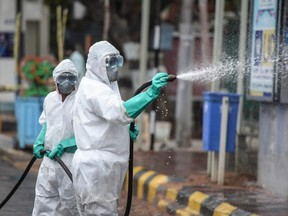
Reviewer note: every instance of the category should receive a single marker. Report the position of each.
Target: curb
(148, 185)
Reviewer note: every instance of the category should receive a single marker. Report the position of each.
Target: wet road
(188, 166)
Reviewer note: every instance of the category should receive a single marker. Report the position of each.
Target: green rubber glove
(133, 134)
(39, 143)
(68, 145)
(137, 104)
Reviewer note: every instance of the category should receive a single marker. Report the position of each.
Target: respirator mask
(66, 82)
(113, 63)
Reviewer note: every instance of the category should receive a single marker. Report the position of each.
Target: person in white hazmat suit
(101, 121)
(54, 192)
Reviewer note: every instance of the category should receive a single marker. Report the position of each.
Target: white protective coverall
(54, 190)
(101, 130)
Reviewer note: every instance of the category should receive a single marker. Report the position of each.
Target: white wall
(8, 75)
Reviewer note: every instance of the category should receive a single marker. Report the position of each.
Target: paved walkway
(174, 181)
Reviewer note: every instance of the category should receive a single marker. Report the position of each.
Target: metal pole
(156, 47)
(183, 115)
(143, 50)
(223, 139)
(217, 50)
(240, 85)
(218, 34)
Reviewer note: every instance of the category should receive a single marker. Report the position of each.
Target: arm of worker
(68, 145)
(39, 143)
(137, 104)
(133, 133)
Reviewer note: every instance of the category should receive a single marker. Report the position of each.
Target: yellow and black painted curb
(148, 185)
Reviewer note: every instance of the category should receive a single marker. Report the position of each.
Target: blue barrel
(28, 111)
(212, 120)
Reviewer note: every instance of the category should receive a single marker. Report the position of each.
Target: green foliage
(37, 72)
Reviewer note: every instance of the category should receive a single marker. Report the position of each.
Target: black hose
(130, 174)
(19, 182)
(61, 163)
(66, 169)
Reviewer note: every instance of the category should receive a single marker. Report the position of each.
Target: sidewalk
(176, 182)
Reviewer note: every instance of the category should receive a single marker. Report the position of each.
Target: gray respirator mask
(113, 63)
(66, 82)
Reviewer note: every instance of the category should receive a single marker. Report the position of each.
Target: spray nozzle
(171, 77)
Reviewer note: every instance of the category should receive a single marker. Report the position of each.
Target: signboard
(6, 44)
(261, 83)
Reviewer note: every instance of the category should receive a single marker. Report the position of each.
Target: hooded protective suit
(102, 137)
(54, 190)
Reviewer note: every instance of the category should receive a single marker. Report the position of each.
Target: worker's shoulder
(51, 96)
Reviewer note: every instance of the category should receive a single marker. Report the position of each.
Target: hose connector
(171, 77)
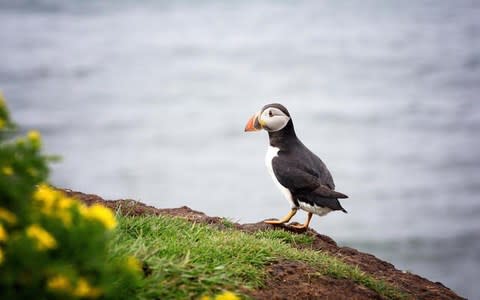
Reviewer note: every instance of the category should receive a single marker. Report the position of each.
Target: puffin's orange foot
(274, 222)
(299, 226)
(305, 225)
(284, 219)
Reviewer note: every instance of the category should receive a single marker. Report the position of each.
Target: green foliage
(189, 260)
(287, 237)
(51, 245)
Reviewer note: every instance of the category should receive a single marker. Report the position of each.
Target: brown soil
(295, 280)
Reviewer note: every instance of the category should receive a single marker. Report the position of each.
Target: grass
(189, 260)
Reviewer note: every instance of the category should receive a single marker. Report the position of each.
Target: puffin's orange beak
(253, 124)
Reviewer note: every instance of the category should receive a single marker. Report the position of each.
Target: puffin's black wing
(301, 179)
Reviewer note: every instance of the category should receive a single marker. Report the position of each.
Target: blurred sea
(148, 100)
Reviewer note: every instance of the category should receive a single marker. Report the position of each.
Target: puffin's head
(272, 117)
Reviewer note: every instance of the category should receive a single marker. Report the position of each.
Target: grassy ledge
(188, 260)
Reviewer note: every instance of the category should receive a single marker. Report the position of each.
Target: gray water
(148, 101)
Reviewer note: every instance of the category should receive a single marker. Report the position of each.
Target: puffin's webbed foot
(303, 226)
(284, 219)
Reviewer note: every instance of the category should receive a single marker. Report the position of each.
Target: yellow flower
(34, 137)
(134, 264)
(3, 234)
(100, 213)
(8, 171)
(59, 283)
(43, 238)
(84, 289)
(227, 296)
(7, 216)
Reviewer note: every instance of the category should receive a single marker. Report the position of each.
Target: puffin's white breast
(271, 153)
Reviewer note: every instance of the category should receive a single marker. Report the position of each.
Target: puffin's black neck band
(284, 137)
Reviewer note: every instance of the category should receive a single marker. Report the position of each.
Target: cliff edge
(293, 279)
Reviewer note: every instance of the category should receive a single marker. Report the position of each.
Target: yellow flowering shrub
(52, 246)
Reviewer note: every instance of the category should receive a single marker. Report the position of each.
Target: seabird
(300, 175)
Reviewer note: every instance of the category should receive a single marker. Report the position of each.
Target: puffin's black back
(300, 170)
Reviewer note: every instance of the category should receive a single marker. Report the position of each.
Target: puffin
(300, 175)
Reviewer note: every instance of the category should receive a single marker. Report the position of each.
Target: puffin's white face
(272, 119)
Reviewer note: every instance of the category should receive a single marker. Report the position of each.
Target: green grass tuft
(188, 260)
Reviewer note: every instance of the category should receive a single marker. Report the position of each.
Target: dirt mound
(295, 280)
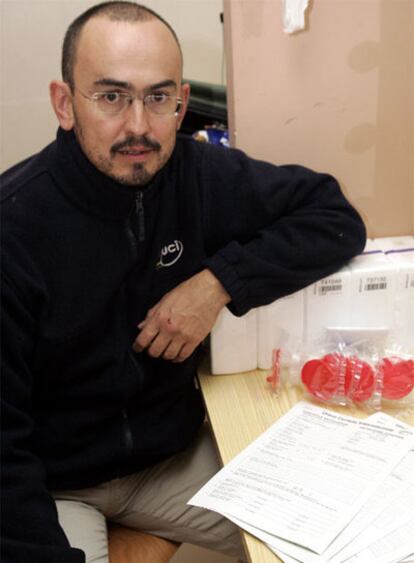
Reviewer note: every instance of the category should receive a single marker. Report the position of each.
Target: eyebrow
(128, 85)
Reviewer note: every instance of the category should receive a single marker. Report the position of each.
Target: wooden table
(240, 407)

+ + + + + + +

*Problem to work on*:
Make an exact reproduction of the listing above, without any pictures.

*The answer*:
Reviewer note: every instance of the category should receive a single marker. Report the position of each.
Target: curb
(148, 185)
Reviewer note: every instance of the category should receive a single marker. Report the position of each.
Target: wet road
(188, 166)
Reviewer note: every instance of the category should receive a single marker. Report the position of each.
Target: green rubber glove
(133, 134)
(39, 143)
(68, 145)
(137, 104)
Reviewer note: every instance of the category should receive a single marker. Report the position of each.
Target: respirator mask
(66, 82)
(113, 63)
Reviewer note: every instance of the category should receive a single marker. Report the position of each.
Target: person in white hazmat suit
(101, 121)
(54, 192)
Reviewer note: every instance of the category should receive a single marker. Report the position of each.
Target: white protective coverall
(54, 190)
(101, 130)
Reviewer note: every instance of the category should receive a single marker. Report the position of each.
Target: white wall
(8, 75)
Reviewer note: every instance of the category should receive a single marker. Report the position of each.
Target: paved walkway
(174, 181)
Reviewer note: every instance of the category should receive a single marker. Report the position of each.
Target: metal pole
(156, 47)
(183, 115)
(143, 50)
(223, 139)
(217, 50)
(240, 85)
(218, 34)
Reviewer note: every instance of the category should receive a single marker. Report the position of each.
Target: arm of worker
(68, 145)
(39, 143)
(137, 104)
(133, 133)
Reviewer note: every instance of the category should receive a single marker. Report the position of each.
Target: yellow and black painted curb
(148, 185)
Reviewer note: every instance of the category should receive a single marker. Report the position of each.
Target: blue barrel
(28, 111)
(212, 120)
Reviewer note: every instance of the category should receive a single marker. Report the position of each.
Target: green foliage
(37, 72)
Reviewer note: every instance of the category should receive a single marker. Report the position of each.
Target: black hose
(130, 174)
(19, 182)
(61, 163)
(66, 169)
Reviewer note: every instance of the category should receive a single marker. Report the position of each.
Target: sidewalk
(176, 182)
Reviewer note: every instance of the category should receive a single marker. Report the position of each.
Target: gray respirator mask
(113, 63)
(66, 82)
Reviewer note: every instance of the category should receive a single marker. Report the position of each.
Target: spray nozzle
(171, 77)
Reviewer note: every instance of the category should receive a single marker. Report the position of each.
Target: signboard
(6, 44)
(261, 83)
Reviewer note: every instance of the category should receive a single marker. Report the position of each.
Target: hooded protective suit
(102, 137)
(54, 190)
Reviewer note: every instance of the category should receive a single marker. Report the position of each.
Target: worker's shoulder
(51, 96)
Reviewer note: every instance of the category should receive a single marker. Report the position of each.
Target: hose connector
(171, 77)
Reviewer note: every instance of the category should receive a single marker. Report the position of each.
Target: puffin's orange foot
(274, 222)
(299, 226)
(305, 225)
(284, 219)
Reviewer note: every instance of the category should receive a single marker. Report the position of each.
Target: green foliage
(189, 260)
(287, 237)
(51, 245)
Reviewer note: every instance of the category should receive a single marker. Report the position of each.
Target: brown soil
(295, 280)
Reviewer note: every instance of the category should receive a single marker. Report the position of each.
Target: grass
(189, 260)
Reviewer note: every instance of the category should receive a single marker. Report the position of each.
Target: puffin's orange beak
(253, 124)
Reviewer note: every instance of the category should receive a single marker. Report the position of each.
Target: puffin's black wing
(301, 179)
Reviewer note: every instance of the category should receive a single marker. Report the position of each.
Target: blurred sea
(148, 100)
Reviewer note: every instance of the category should receive a single marker. Report the position of each.
Target: puffin's head
(272, 117)
Reviewer note: every instance of the category should receive a single marker. Report the position of each.
Target: grassy ledge
(188, 260)
Reviewer note: every instance of the category should receive a single marker. Report the position of each.
Target: gray water
(148, 101)
Reviewer note: every instance of the category should receive a single marker. Report the position of each.
Target: puffin's webbed foot
(303, 226)
(284, 219)
Reviewer note: every instance of the category should receive a single marker. Report the position of each.
Target: yellow flower
(34, 137)
(134, 264)
(3, 234)
(100, 213)
(8, 171)
(59, 283)
(43, 238)
(84, 289)
(227, 296)
(7, 216)
Reviewer note: every instance of the category should receive a single marker. Report the position of each.
Target: puffin's white breast
(271, 153)
Reviewer note: every instance of the category should receive a single marker. Report the position of each.
Target: puffin's black neck band
(284, 137)
Reviewer note: every instance of the category should receive a single marker. Report the position of each.
Target: cliff edge
(293, 279)
Reviewer note: every instance of the category should receive a single marker. Report the position of each.
Target: yellow flowering shrub
(52, 246)
Reviewer note: every instance of the category should receive a single marker. Report the position of each.
Target: seabird
(300, 175)
Reviewer note: every instance of the category should receive a single marker. Report the position of each.
Target: puffin's black back
(300, 170)
Reviewer note: every instance of the category should receive a single marker. Report the position of each.
Target: puffin
(300, 175)
Reviewer note: every instance of the category should receive a single marker. Report the position of each.
Target: puffin's white face
(272, 119)
Reviewer note: every instance of the category should receive a single marker. Report the position of each.
Target: green grass tuft
(188, 260)
Reviewer note: every instance of the category should receive a single marker. Report the position of each.
Target: dirt mound
(295, 280)
Reviewer note: every instance of the category should receive a single marker. Report the position of each.
Target: eyebrow
(128, 85)
Reviewer note: every instance of the category should receive a single marker. Report the position of each.
Target: wooden table
(240, 407)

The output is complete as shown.